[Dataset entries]

■ ■ ■ ■

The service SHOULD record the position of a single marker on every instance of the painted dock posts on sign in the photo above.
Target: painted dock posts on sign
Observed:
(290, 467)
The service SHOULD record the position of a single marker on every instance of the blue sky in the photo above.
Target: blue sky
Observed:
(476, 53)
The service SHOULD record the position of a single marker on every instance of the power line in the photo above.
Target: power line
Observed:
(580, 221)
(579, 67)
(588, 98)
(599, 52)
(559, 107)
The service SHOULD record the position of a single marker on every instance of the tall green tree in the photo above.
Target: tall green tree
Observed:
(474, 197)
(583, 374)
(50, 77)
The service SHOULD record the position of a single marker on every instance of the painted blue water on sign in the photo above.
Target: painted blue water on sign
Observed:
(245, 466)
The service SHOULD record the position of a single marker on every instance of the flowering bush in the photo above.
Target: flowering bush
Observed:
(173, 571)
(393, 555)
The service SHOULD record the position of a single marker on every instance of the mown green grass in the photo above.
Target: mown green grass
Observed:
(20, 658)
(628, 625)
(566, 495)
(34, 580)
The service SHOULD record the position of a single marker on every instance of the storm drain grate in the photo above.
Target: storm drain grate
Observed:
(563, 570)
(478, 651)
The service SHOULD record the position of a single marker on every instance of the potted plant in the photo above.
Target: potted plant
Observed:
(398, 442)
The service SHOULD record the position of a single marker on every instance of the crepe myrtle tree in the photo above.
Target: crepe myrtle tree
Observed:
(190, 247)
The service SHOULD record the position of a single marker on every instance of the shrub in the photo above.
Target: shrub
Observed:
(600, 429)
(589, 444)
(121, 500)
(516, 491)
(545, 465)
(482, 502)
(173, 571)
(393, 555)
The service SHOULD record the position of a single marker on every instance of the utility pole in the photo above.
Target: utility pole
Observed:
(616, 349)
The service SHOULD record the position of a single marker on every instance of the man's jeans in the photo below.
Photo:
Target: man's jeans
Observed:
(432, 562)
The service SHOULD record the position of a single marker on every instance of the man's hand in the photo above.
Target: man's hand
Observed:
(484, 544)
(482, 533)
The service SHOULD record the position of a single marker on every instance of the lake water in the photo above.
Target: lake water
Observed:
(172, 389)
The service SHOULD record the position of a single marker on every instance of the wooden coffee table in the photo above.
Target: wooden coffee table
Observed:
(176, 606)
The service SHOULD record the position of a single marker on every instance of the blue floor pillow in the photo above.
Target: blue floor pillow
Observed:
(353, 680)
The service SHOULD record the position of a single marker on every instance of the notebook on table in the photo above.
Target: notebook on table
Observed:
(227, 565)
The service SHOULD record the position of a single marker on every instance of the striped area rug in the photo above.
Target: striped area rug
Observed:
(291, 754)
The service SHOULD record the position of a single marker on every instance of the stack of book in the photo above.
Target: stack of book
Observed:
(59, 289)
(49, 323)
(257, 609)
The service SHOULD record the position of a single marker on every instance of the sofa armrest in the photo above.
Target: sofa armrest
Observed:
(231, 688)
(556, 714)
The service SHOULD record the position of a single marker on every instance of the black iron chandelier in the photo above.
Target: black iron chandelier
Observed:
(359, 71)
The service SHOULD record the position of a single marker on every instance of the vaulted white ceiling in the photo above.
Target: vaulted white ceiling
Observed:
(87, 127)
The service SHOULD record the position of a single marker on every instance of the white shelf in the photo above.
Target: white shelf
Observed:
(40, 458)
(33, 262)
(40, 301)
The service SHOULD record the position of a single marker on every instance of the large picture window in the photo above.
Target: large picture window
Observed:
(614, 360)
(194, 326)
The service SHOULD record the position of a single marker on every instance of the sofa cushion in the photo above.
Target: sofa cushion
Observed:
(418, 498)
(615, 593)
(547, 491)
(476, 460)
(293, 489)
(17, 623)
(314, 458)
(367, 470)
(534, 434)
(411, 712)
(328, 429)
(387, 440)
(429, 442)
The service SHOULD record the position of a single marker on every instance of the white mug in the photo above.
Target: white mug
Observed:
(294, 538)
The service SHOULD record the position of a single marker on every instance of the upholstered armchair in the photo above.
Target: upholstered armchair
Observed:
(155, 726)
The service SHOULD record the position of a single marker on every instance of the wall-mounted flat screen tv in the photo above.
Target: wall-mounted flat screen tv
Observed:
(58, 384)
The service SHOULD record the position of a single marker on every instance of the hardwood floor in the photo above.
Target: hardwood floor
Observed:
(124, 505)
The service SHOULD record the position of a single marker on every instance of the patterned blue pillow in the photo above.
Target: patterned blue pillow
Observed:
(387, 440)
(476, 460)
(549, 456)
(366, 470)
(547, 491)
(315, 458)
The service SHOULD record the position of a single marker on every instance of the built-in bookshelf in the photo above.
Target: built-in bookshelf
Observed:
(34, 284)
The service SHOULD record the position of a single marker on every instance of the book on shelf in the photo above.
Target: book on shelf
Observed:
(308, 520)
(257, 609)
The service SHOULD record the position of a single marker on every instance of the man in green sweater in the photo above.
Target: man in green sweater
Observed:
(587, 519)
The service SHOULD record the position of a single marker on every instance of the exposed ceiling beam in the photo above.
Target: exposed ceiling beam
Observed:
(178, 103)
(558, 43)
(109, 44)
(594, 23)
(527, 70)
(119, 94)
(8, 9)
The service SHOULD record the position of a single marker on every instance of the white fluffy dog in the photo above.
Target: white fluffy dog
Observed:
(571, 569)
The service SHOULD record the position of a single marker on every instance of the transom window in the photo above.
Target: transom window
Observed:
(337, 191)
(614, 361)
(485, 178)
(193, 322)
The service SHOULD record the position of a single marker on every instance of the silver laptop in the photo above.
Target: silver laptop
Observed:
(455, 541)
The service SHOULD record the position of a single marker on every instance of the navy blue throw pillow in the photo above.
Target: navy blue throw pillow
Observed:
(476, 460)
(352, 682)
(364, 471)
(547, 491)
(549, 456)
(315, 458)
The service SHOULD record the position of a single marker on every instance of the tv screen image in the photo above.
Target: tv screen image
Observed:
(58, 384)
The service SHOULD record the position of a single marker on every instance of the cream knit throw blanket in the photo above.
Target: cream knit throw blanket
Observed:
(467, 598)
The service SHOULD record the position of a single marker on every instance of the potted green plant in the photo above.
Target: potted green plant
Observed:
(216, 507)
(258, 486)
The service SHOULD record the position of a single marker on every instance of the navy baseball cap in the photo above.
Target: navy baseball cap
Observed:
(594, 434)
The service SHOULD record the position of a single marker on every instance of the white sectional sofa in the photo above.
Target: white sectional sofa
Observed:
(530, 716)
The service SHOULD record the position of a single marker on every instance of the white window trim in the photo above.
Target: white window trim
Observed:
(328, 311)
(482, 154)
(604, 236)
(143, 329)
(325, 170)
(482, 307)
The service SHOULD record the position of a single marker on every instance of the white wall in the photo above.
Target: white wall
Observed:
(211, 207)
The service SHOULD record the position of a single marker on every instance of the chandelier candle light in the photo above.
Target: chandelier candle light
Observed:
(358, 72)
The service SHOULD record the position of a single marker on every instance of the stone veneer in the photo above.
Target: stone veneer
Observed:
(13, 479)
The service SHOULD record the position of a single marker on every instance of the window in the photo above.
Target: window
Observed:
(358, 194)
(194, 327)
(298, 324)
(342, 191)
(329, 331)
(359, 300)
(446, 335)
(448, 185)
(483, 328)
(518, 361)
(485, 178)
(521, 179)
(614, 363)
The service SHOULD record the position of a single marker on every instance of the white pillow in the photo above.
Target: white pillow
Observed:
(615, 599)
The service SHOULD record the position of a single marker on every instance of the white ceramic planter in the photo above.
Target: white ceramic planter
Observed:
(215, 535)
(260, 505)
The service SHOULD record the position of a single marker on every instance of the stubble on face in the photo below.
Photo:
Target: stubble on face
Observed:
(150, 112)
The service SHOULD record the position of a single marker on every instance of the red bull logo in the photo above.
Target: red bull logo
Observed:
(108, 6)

■ ■ ■ ■

The first line of the records begins the span, and the line containing "Target: power line" ends it. Reproduce that span exactly, both ends included.

= Response to the exercise =
The service SHOULD record the position of a single marker on every instance of the painted dock posts on sign in the photo above.
Target: painted dock posts on sign
Observed:
(290, 467)
The service SHOULD record the position of a single marker on every instance of the blue sky in the photo above.
Target: blue sky
Observed:
(476, 53)
The service SHOULD record the position of a single marker on every instance of the power line in the photo above.
Target: power line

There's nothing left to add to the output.